══ DATA FOR THIS EXERCISE

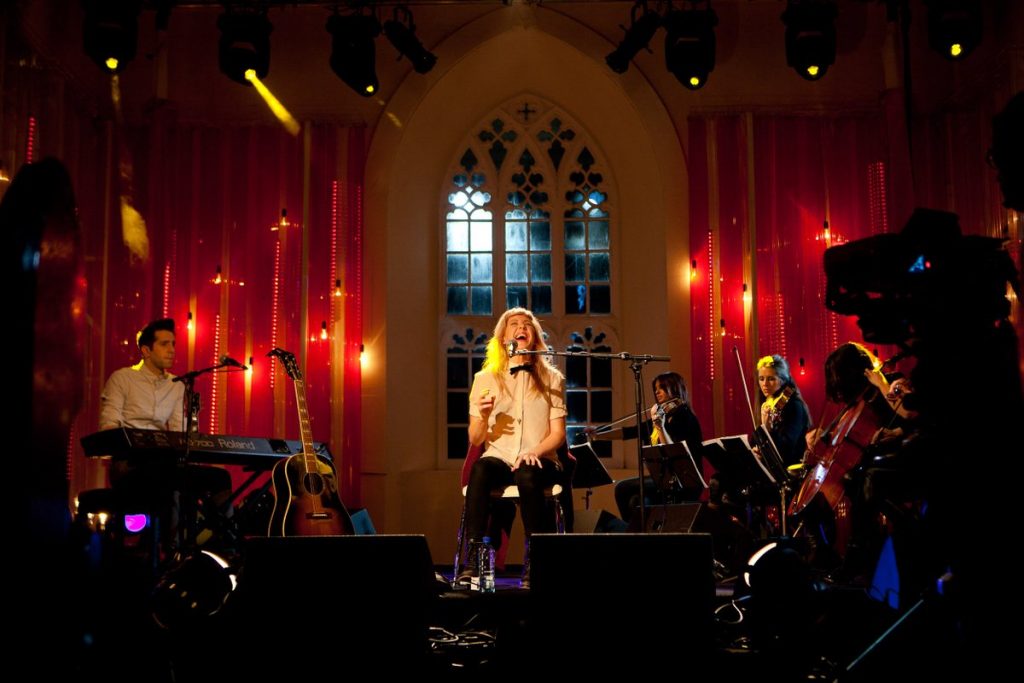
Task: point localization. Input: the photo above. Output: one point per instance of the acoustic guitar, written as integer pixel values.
(305, 485)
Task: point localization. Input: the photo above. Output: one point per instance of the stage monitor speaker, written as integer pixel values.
(679, 518)
(335, 601)
(361, 523)
(623, 599)
(598, 521)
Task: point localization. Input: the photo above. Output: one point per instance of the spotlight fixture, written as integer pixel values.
(953, 27)
(810, 37)
(637, 37)
(353, 54)
(401, 33)
(110, 33)
(245, 44)
(689, 45)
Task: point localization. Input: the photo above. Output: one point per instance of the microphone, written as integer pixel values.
(228, 361)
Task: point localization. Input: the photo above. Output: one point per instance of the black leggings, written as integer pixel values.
(489, 473)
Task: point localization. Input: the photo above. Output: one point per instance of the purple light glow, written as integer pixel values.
(135, 523)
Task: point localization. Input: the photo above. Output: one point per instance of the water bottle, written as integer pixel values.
(485, 565)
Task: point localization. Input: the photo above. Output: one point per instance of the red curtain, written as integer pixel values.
(236, 287)
(761, 190)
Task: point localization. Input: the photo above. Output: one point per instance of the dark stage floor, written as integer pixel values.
(306, 611)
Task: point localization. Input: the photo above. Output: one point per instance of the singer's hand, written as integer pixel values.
(485, 403)
(528, 458)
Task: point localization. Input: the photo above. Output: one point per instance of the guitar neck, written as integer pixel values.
(306, 433)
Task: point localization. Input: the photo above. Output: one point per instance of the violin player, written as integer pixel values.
(670, 420)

════

ACTION ITEM - Retype the whole listing exactly. Do not include the pictures.

RESULT OF THE EXERCISE -
Task: point localization. Input: the photo above. Output: one point per instance of the acoustic guitar, written as integer pixel values.
(305, 485)
Task: point localization. Input: the photo above. Output: one point per instance of the stage monitor speaker, written as integer pixel values.
(679, 518)
(335, 601)
(361, 523)
(623, 599)
(598, 521)
Task: point localization. Input: the photo above. Output: one point per instance of the spotlight fixture, written as integer pixel values.
(953, 27)
(810, 37)
(637, 37)
(353, 54)
(401, 33)
(110, 33)
(245, 44)
(689, 45)
Task: point localization. Input: the photo above. Output: one point per instance of the microphone, written as integer pixel values.
(228, 361)
Task: point localization. Input: the photo above. Output: one point per instance of the black leggings, written as integer pixel values.
(489, 473)
Task: point localization. Input: the photo above. Output: one point per instance of the purple light glow, written as integer pixel values.
(135, 523)
Task: point localization. Input: the photo above. Output: one point per instance of the water bottle, written as integer pixel values.
(485, 565)
Task: point localization. Input: the photo above. Output: one point per instance of the red curtain, written as integer pixel values.
(236, 287)
(761, 190)
Task: point localization. Input: the photo above. Output: one point per instance of the dark stage floor, written as integer pixel values.
(306, 611)
Task: point localization. Input: the photo above. Output: one point per instance of the singer's hand, written as integer pixel values.
(485, 403)
(528, 458)
Task: point localization. Input: the photo above. Output: one point per instance of the guitar neck, written as integer pixel values.
(306, 433)
Task: point localization. Input: the photo above. Output: one point per instance of the violin player, written as integer pixel values.
(670, 420)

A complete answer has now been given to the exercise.